-- START OF RECORDS SUPPLIED --

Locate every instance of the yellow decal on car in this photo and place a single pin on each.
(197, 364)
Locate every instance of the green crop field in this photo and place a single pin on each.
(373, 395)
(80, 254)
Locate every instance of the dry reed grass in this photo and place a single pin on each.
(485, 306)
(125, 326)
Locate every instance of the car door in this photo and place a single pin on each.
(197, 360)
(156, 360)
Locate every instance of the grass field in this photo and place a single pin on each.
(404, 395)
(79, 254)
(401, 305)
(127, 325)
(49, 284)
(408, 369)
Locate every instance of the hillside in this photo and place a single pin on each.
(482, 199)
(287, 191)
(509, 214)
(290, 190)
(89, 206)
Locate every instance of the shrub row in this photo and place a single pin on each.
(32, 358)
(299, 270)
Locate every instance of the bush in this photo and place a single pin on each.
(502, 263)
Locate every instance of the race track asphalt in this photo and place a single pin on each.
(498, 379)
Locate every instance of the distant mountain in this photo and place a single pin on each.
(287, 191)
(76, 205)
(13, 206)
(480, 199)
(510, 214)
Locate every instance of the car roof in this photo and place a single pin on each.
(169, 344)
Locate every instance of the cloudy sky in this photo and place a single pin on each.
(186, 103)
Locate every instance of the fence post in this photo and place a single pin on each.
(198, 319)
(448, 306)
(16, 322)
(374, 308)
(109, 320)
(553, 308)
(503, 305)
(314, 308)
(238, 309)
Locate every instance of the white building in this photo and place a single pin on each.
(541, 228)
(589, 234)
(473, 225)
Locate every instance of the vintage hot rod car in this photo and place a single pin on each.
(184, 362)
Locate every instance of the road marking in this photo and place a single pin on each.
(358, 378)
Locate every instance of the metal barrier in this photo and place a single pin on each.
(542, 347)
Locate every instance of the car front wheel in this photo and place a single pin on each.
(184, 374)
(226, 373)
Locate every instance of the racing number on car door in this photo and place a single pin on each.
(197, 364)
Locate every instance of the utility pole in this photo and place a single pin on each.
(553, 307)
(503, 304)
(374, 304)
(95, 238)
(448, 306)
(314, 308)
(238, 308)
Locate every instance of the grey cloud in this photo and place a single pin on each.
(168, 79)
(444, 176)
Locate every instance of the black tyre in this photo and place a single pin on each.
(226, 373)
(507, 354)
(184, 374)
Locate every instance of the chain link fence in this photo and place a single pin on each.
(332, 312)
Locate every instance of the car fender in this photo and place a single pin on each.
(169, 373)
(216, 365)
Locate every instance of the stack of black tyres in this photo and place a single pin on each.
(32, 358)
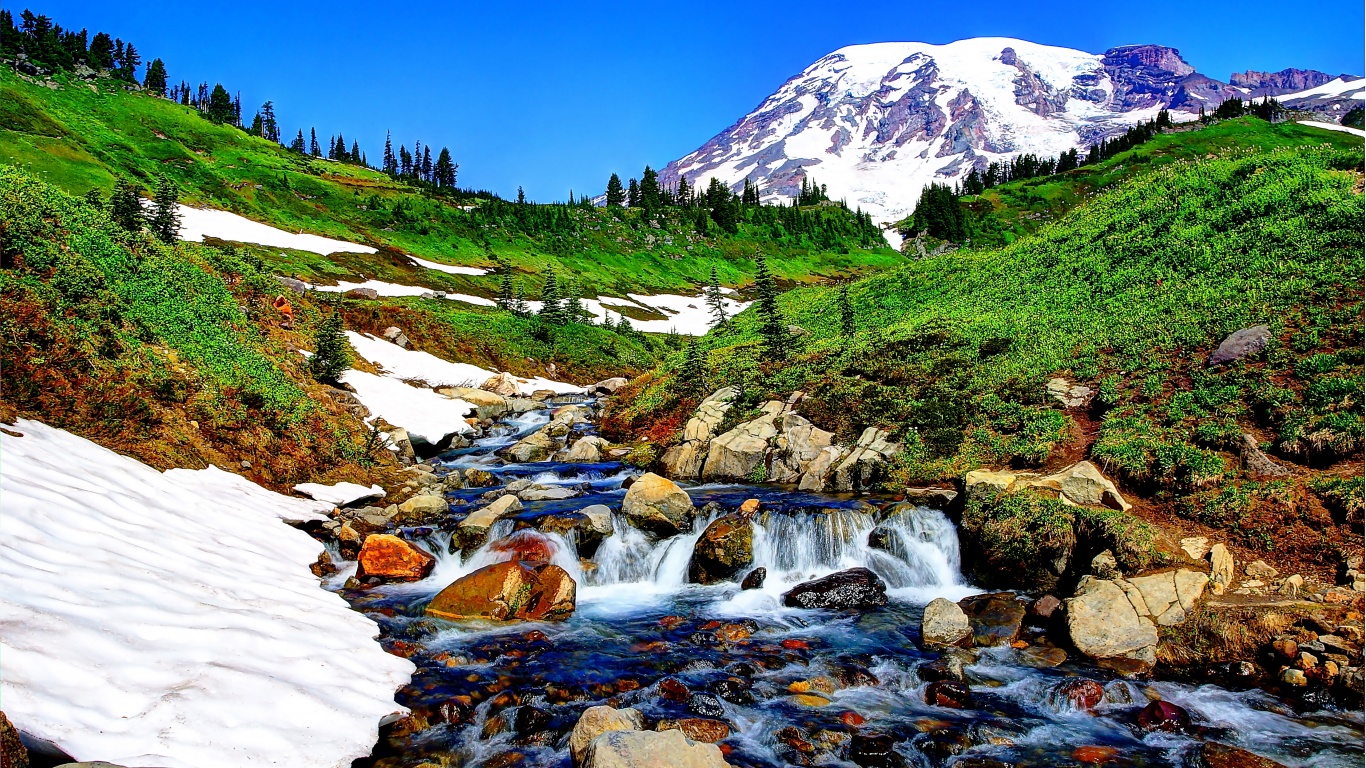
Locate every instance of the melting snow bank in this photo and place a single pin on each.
(171, 619)
(198, 223)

-- END OF RECORDS SUPPLIED --

▶ EXERCISE DETAILS
Lay out every line of the listing as a Markdown table with the columns "Row" and "Entry," giving each line a row number and omitting blank lines. Leave the pictures out.

▶ SOLUTION FOR THIS EXERCISE
| Row | Entry |
|---|---|
| 1 | Locate every instance of the yellow decal on car in this photo and place a single pin on each. |
| 2 | (197, 364) |
| 3 | Locate every instance of the green crop field in this photo and place a single pin on each. |
| 4 | (373, 395) |
| 5 | (80, 254) |
| 6 | Locate every instance of the dry reed grass in this photo and place a single pin on each. |
| 7 | (485, 306) |
| 8 | (125, 326) |
| 9 | Locate every instance of the car door in this photo and place a single pin on each. |
| 10 | (197, 360) |
| 11 | (156, 360) |
| 12 | Locate every instance of the grass field in this photo and place a single pin on each. |
| 13 | (404, 395) |
| 14 | (79, 254) |
| 15 | (401, 305) |
| 16 | (127, 325) |
| 17 | (49, 284) |
| 18 | (408, 369) |
| 19 | Locate every instance of the hillside in this photo and place a single pin on each. |
| 20 | (482, 199) |
| 21 | (287, 191) |
| 22 | (509, 214) |
| 23 | (290, 190) |
| 24 | (89, 206) |
| 25 | Locate every instance of the shrub row in this photo and place a single pin on each. |
| 26 | (32, 358) |
| 27 | (299, 270) |
| 28 | Locate every instance of the bush in this photo and place a single pin on each. |
| 29 | (502, 263) |
| 30 | Locate every instance of the race track asphalt in this photo and place a single pin on each. |
| 31 | (498, 379) |
| 32 | Locate every instance of the distant mountain in this photo and place a single pin on each. |
| 33 | (287, 191) |
| 34 | (76, 205) |
| 35 | (13, 206) |
| 36 | (480, 199) |
| 37 | (510, 214) |
| 38 | Locate every instance of the car roof in this photo and place a single pin on each. |
| 39 | (169, 344) |
| 40 | Locate every instance of the cloudy sky in this photo and place a single pin on each. |
| 41 | (186, 103) |
| 42 | Locate every instance of the fence post in this photo and place a single pin on each. |
| 43 | (198, 319) |
| 44 | (448, 306) |
| 45 | (16, 322) |
| 46 | (374, 308) |
| 47 | (109, 320) |
| 48 | (553, 308) |
| 49 | (503, 305) |
| 50 | (314, 308) |
| 51 | (238, 309) |
| 52 | Locate every instance of the white building in this photo and place a single pin on each. |
| 53 | (541, 228) |
| 54 | (589, 234) |
| 55 | (473, 225) |
| 56 | Locate every instance of the vintage hot rod car in this photo and place a single pin on each. |
| 57 | (184, 362) |
| 58 | Locate every instance of the road marking in this photo and place a single pin on each. |
| 59 | (358, 378) |
| 60 | Locate every instance of the metal barrier in this photo and place a single pin on each. |
| 61 | (542, 347) |
| 62 | Locate every instance of the car front wheel in this photo and place a single pin on each. |
| 63 | (184, 374) |
| 64 | (226, 373) |
| 65 | Locate every instance of the racing number on car door in this photo and place a single pin on each. |
| 66 | (197, 364) |
| 67 | Locate every instance of the utility pole in this photo and place a single pin on each. |
| 68 | (553, 307) |
| 69 | (503, 304) |
| 70 | (374, 304) |
| 71 | (95, 238) |
| 72 | (448, 306) |
| 73 | (314, 308) |
| 74 | (238, 308) |
| 75 | Locate every instance of the grey cloud in this photo and place a single pin on each. |
| 76 | (168, 79) |
| 77 | (444, 176) |
| 78 | Locate every instance of the black tyre in this photo and place a single pin on each. |
| 79 | (226, 373) |
| 80 | (507, 354) |
| 81 | (184, 374) |
| 82 | Locate every instance of the chain link fence in this photo and place a single pin on each. |
| 83 | (332, 312) |
| 84 | Locate every instance of the car fender in this photo and place a single pin on each. |
| 85 | (169, 373) |
| 86 | (216, 365) |
| 87 | Locate every instance of the stack of black tyres in this photo and place a single pin on each. |
| 88 | (32, 358) |
| 89 | Locate every instance of the melting snow bank in this photo and place a single pin on each. |
| 90 | (171, 619) |
| 91 | (198, 223) |